● Page excerpt
Minimum payments are usually 4% of your total credit card debt. Increasing your payment to 10% makes it possible to get out of debt in about 5.5 years. You will spend about $19,000 in total payments. This credit card minimum payment calculator will help you determine how long it will take for you to repay your debt.
Getting out of debt takes commitment and sacrifice. The more you can devote to repaying high-interest debts, the sooner you can start using your money to grow wealth.
It makes sense to focus on repaying accounts with the highest interest rates. You may be able to consolidate your debts to get a lower interest rate. Consolidating debts can also reduce the total number of payments that you make each month. Instead of giving money to several credit card companies, you only make one payment.
If you choose to consolidate your debt, you will get a loan to repay existing accounts. You will not make any more individual payments toward your credit card debt. You will, however, have to repay your loan. Since the loan usually has a lower interest rate, you may have the opportunity to not only get out of debt quicker but save money in the process. Just make sure that setting a budget is on your list of priorities if you don’t have one already.
Creating an Emergency Fund
Emergencies happen, and they can be expensive. Creating an emergency fund helps protect you against falling into high-interest debt. For instance, if your car breaks down, you can use the money from your emergency fund to pay for the repairs. An emergency fund will also help if you lose your job or are suddenly facing high medical bills.
So how much should you save? Most experts agree that you should save enough money to pay for three to six months of your household expenses. This may sound like a lot but by setting a budget, you will be better prepared to start making contributions towards it. If you lose your source of income, this money will keep you afloat while you look for a new job. Without the emergency fund, you could lose your home or accumulate tremendous debt that will take years to repay.
Investing for the Future
About 30% of non-retired U.S. households say that they have not saved any money for retirement. Considerably more people do not have enough money saved to continue their current lifestyles for more than a couple years after retirement.
Many employers offer retirement savings as part of their employee benefits. Common retirement accounts from employers include:
- Simplified Employee Pension (SEP)

● Instructions to follow
Reproduce word for word the part of the personal finance excerpt between "If you choose" and "high medical bills.", inclusive. The records have no connection to the personal finance excerpt.

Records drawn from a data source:
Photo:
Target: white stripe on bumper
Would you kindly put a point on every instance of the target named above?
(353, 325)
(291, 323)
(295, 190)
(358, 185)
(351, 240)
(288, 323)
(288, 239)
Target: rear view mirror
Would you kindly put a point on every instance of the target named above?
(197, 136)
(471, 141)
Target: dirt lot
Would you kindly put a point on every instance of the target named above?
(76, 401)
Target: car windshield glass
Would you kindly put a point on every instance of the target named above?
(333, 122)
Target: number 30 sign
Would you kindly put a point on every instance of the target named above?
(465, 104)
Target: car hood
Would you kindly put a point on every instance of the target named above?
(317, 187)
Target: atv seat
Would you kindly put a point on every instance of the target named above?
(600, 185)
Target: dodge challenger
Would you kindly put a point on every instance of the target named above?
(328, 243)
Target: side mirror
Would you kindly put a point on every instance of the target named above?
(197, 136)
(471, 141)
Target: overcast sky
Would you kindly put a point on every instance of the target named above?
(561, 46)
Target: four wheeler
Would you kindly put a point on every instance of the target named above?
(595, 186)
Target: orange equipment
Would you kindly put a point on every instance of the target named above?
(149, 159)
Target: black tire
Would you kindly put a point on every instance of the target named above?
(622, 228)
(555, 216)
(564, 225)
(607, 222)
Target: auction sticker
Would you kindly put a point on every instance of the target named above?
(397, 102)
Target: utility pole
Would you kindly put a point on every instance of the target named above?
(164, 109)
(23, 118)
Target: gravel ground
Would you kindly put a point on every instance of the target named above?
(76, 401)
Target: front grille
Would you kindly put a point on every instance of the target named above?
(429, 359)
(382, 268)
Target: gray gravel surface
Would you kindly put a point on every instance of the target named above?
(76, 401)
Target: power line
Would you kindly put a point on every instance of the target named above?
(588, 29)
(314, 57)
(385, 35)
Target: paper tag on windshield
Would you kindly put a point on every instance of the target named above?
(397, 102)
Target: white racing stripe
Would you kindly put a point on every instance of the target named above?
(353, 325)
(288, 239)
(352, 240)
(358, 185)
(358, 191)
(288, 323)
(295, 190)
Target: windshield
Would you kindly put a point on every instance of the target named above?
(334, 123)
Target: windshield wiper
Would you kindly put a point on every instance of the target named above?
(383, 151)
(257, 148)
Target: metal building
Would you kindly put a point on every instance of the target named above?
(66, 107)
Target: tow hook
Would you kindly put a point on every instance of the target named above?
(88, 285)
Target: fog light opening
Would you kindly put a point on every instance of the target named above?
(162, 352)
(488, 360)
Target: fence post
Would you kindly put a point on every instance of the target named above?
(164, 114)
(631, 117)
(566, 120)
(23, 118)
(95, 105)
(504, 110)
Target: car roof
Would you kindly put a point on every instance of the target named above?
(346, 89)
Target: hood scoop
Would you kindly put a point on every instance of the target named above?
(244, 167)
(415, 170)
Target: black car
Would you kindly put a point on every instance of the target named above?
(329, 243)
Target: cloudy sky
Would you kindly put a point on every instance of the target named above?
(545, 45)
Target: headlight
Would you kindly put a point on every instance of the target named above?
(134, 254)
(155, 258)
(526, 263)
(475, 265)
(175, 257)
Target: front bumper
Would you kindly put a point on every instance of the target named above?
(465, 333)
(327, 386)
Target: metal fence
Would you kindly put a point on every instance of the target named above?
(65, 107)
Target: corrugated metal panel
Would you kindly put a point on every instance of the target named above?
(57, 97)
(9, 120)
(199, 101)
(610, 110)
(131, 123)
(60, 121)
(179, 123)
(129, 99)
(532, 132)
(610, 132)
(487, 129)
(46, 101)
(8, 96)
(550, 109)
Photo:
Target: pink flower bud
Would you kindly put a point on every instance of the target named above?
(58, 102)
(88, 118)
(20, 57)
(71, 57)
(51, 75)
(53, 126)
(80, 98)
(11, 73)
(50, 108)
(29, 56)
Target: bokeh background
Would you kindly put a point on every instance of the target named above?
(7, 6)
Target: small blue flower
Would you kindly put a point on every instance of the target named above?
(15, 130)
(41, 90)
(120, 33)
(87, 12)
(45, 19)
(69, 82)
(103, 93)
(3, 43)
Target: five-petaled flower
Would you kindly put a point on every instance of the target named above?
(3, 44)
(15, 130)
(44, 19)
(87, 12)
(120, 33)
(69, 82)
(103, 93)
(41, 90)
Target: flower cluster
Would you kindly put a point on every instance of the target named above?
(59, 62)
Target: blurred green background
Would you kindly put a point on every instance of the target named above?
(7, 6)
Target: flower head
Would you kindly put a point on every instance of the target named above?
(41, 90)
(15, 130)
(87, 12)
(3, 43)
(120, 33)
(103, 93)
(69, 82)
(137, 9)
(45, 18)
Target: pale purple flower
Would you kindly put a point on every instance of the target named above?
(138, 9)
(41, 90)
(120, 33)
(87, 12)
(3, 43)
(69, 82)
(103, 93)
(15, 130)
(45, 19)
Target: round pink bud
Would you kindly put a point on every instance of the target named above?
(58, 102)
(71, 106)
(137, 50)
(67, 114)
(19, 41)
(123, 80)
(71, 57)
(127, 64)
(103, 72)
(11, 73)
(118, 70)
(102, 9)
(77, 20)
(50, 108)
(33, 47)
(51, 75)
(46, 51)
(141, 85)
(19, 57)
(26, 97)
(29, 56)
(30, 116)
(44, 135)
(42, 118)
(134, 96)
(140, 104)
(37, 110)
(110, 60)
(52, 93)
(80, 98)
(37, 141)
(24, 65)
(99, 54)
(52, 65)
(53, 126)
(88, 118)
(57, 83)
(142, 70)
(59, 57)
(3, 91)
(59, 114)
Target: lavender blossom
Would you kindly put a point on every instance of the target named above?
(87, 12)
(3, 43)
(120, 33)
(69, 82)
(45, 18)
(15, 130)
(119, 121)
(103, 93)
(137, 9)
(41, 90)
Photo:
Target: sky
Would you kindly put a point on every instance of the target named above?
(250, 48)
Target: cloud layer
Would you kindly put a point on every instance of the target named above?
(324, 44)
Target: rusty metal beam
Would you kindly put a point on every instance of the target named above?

● Exercise result
If you choose to consolidate your debt, you will get a loan to repay existing accounts. You will not make any more individual payments toward your credit card debt. You will, however, have to repay your loan. Since the loan usually has a lower interest rate, you may have the opportunity to not only get out of debt quicker but save money in the process. Just make sure that setting a budget is on your list of priorities if you don’t have one already.
Creating an Emergency Fund
Emergencies happen, and they can be expensive. Creating an emergency fund helps protect you against falling into high-interest debt. For instance, if your car breaks down, you can use the money from your emergency fund to pay for the repairs. An emergency fund will also help if you lose your job or are suddenly facing high medical bills.